TASK DIRECTIONS.
Retype the lines between the one containing "dark blue firefighting jacket -> box" and the end of the records, inclusive, without changing anything.

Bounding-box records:

>> BEGIN

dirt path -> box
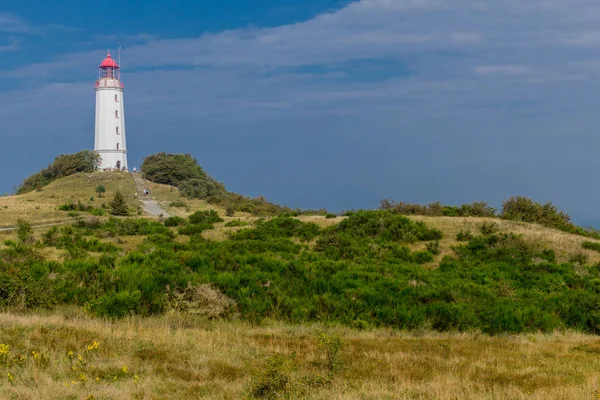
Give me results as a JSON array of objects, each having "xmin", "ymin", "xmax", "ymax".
[{"xmin": 131, "ymin": 172, "xmax": 169, "ymax": 218}]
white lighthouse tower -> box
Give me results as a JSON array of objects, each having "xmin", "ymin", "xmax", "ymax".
[{"xmin": 94, "ymin": 53, "xmax": 127, "ymax": 171}]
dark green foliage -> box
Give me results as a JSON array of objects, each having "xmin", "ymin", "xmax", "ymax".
[
  {"xmin": 225, "ymin": 219, "xmax": 248, "ymax": 228},
  {"xmin": 8, "ymin": 211, "xmax": 600, "ymax": 334},
  {"xmin": 379, "ymin": 199, "xmax": 496, "ymax": 218},
  {"xmin": 96, "ymin": 185, "xmax": 106, "ymax": 197},
  {"xmin": 427, "ymin": 240, "xmax": 440, "ymax": 256},
  {"xmin": 142, "ymin": 153, "xmax": 294, "ymax": 216},
  {"xmin": 108, "ymin": 191, "xmax": 129, "ymax": 217},
  {"xmin": 179, "ymin": 176, "xmax": 226, "ymax": 204},
  {"xmin": 581, "ymin": 242, "xmax": 600, "ymax": 253},
  {"xmin": 500, "ymin": 196, "xmax": 600, "ymax": 239},
  {"xmin": 231, "ymin": 217, "xmax": 320, "ymax": 241},
  {"xmin": 179, "ymin": 223, "xmax": 214, "ymax": 236},
  {"xmin": 169, "ymin": 200, "xmax": 189, "ymax": 209},
  {"xmin": 456, "ymin": 230, "xmax": 473, "ymax": 242},
  {"xmin": 17, "ymin": 150, "xmax": 101, "ymax": 194},
  {"xmin": 569, "ymin": 253, "xmax": 588, "ymax": 265},
  {"xmin": 141, "ymin": 153, "xmax": 207, "ymax": 187},
  {"xmin": 17, "ymin": 219, "xmax": 33, "ymax": 243},
  {"xmin": 188, "ymin": 210, "xmax": 223, "ymax": 225},
  {"xmin": 164, "ymin": 216, "xmax": 185, "ymax": 226},
  {"xmin": 479, "ymin": 222, "xmax": 500, "ymax": 236}
]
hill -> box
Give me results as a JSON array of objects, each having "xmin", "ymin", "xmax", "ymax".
[{"xmin": 5, "ymin": 159, "xmax": 600, "ymax": 399}]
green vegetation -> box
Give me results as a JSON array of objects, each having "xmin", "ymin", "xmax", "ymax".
[
  {"xmin": 0, "ymin": 211, "xmax": 600, "ymax": 334},
  {"xmin": 379, "ymin": 199, "xmax": 496, "ymax": 217},
  {"xmin": 96, "ymin": 185, "xmax": 106, "ymax": 197},
  {"xmin": 141, "ymin": 153, "xmax": 318, "ymax": 216},
  {"xmin": 581, "ymin": 242, "xmax": 600, "ymax": 253},
  {"xmin": 17, "ymin": 150, "xmax": 101, "ymax": 194},
  {"xmin": 379, "ymin": 196, "xmax": 600, "ymax": 239},
  {"xmin": 108, "ymin": 191, "xmax": 129, "ymax": 216}
]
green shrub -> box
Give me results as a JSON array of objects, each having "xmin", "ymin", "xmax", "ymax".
[
  {"xmin": 169, "ymin": 200, "xmax": 189, "ymax": 209},
  {"xmin": 479, "ymin": 222, "xmax": 500, "ymax": 236},
  {"xmin": 178, "ymin": 224, "xmax": 214, "ymax": 236},
  {"xmin": 163, "ymin": 216, "xmax": 185, "ymax": 226},
  {"xmin": 17, "ymin": 219, "xmax": 33, "ymax": 243},
  {"xmin": 225, "ymin": 219, "xmax": 248, "ymax": 228},
  {"xmin": 427, "ymin": 240, "xmax": 440, "ymax": 256},
  {"xmin": 581, "ymin": 242, "xmax": 600, "ymax": 253},
  {"xmin": 108, "ymin": 191, "xmax": 129, "ymax": 217},
  {"xmin": 16, "ymin": 150, "xmax": 100, "ymax": 194},
  {"xmin": 456, "ymin": 230, "xmax": 473, "ymax": 242},
  {"xmin": 96, "ymin": 185, "xmax": 106, "ymax": 198},
  {"xmin": 569, "ymin": 253, "xmax": 588, "ymax": 265},
  {"xmin": 188, "ymin": 210, "xmax": 223, "ymax": 225},
  {"xmin": 500, "ymin": 196, "xmax": 600, "ymax": 239},
  {"xmin": 379, "ymin": 199, "xmax": 496, "ymax": 218}
]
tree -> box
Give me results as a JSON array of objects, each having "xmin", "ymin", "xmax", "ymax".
[
  {"xmin": 96, "ymin": 185, "xmax": 106, "ymax": 197},
  {"xmin": 141, "ymin": 153, "xmax": 208, "ymax": 187},
  {"xmin": 108, "ymin": 191, "xmax": 129, "ymax": 217}
]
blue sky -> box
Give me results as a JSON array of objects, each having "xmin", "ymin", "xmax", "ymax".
[{"xmin": 0, "ymin": 0, "xmax": 600, "ymax": 224}]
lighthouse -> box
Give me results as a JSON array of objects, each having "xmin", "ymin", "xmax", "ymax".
[{"xmin": 94, "ymin": 53, "xmax": 127, "ymax": 171}]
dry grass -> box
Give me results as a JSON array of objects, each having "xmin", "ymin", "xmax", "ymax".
[
  {"xmin": 410, "ymin": 216, "xmax": 600, "ymax": 265},
  {"xmin": 0, "ymin": 311, "xmax": 600, "ymax": 400},
  {"xmin": 0, "ymin": 172, "xmax": 139, "ymax": 227},
  {"xmin": 146, "ymin": 181, "xmax": 229, "ymax": 217}
]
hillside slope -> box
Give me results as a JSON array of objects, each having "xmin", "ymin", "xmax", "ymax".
[{"xmin": 0, "ymin": 172, "xmax": 139, "ymax": 227}]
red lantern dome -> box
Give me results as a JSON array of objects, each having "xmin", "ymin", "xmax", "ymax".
[{"xmin": 100, "ymin": 53, "xmax": 119, "ymax": 69}]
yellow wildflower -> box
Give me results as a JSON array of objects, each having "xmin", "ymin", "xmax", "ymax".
[{"xmin": 88, "ymin": 340, "xmax": 100, "ymax": 351}]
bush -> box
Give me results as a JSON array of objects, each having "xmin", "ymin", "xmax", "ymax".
[
  {"xmin": 581, "ymin": 242, "xmax": 600, "ymax": 253},
  {"xmin": 17, "ymin": 219, "xmax": 33, "ymax": 243},
  {"xmin": 108, "ymin": 191, "xmax": 129, "ymax": 217},
  {"xmin": 225, "ymin": 219, "xmax": 248, "ymax": 228},
  {"xmin": 169, "ymin": 200, "xmax": 189, "ymax": 209},
  {"xmin": 167, "ymin": 284, "xmax": 237, "ymax": 319},
  {"xmin": 141, "ymin": 153, "xmax": 207, "ymax": 187},
  {"xmin": 16, "ymin": 150, "xmax": 101, "ymax": 194},
  {"xmin": 500, "ymin": 196, "xmax": 581, "ymax": 233},
  {"xmin": 456, "ymin": 230, "xmax": 473, "ymax": 242},
  {"xmin": 379, "ymin": 199, "xmax": 496, "ymax": 218},
  {"xmin": 188, "ymin": 210, "xmax": 223, "ymax": 225},
  {"xmin": 164, "ymin": 216, "xmax": 185, "ymax": 226},
  {"xmin": 178, "ymin": 224, "xmax": 214, "ymax": 236},
  {"xmin": 96, "ymin": 185, "xmax": 106, "ymax": 198},
  {"xmin": 479, "ymin": 222, "xmax": 500, "ymax": 236}
]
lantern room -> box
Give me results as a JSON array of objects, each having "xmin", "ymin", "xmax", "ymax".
[{"xmin": 98, "ymin": 53, "xmax": 121, "ymax": 80}]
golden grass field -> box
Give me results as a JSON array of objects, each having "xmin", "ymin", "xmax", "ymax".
[{"xmin": 0, "ymin": 310, "xmax": 600, "ymax": 400}]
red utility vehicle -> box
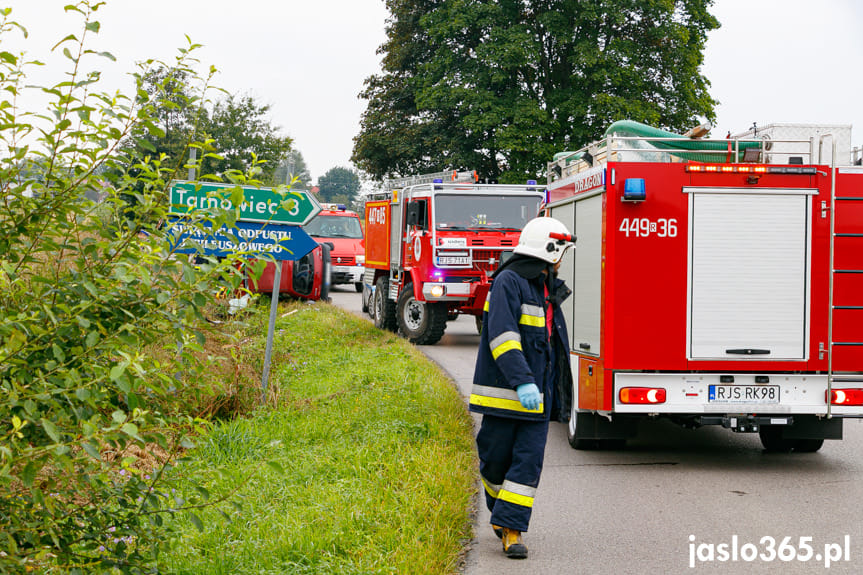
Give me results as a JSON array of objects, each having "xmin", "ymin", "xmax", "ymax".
[
  {"xmin": 303, "ymin": 204, "xmax": 365, "ymax": 292},
  {"xmin": 244, "ymin": 243, "xmax": 331, "ymax": 301},
  {"xmin": 363, "ymin": 172, "xmax": 545, "ymax": 344},
  {"xmin": 548, "ymin": 122, "xmax": 863, "ymax": 452}
]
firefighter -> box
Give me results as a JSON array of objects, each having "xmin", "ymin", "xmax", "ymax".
[{"xmin": 470, "ymin": 217, "xmax": 574, "ymax": 559}]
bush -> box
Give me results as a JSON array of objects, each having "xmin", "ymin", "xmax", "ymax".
[{"xmin": 0, "ymin": 0, "xmax": 274, "ymax": 573}]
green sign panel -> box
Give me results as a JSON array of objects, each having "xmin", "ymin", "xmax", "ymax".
[{"xmin": 170, "ymin": 181, "xmax": 321, "ymax": 226}]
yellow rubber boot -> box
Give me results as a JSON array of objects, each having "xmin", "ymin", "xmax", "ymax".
[{"xmin": 501, "ymin": 527, "xmax": 527, "ymax": 559}]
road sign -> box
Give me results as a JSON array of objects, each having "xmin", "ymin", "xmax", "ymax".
[
  {"xmin": 169, "ymin": 181, "xmax": 321, "ymax": 226},
  {"xmin": 167, "ymin": 218, "xmax": 318, "ymax": 261}
]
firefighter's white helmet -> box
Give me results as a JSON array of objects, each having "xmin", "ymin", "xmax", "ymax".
[{"xmin": 513, "ymin": 217, "xmax": 575, "ymax": 264}]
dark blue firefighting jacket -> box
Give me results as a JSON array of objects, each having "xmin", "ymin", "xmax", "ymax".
[{"xmin": 470, "ymin": 269, "xmax": 572, "ymax": 421}]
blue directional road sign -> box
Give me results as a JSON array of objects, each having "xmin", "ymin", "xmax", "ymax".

>> END

COMPLETED TASK.
dark blue firefighting jacket -> box
Give me results as a JSON array of objects, each having "xmin", "ymin", "xmax", "ymax".
[{"xmin": 470, "ymin": 269, "xmax": 572, "ymax": 421}]
blue directional road sign -> box
Give me results as a JSON array of objects, each having "xmin", "ymin", "xmax", "ymax".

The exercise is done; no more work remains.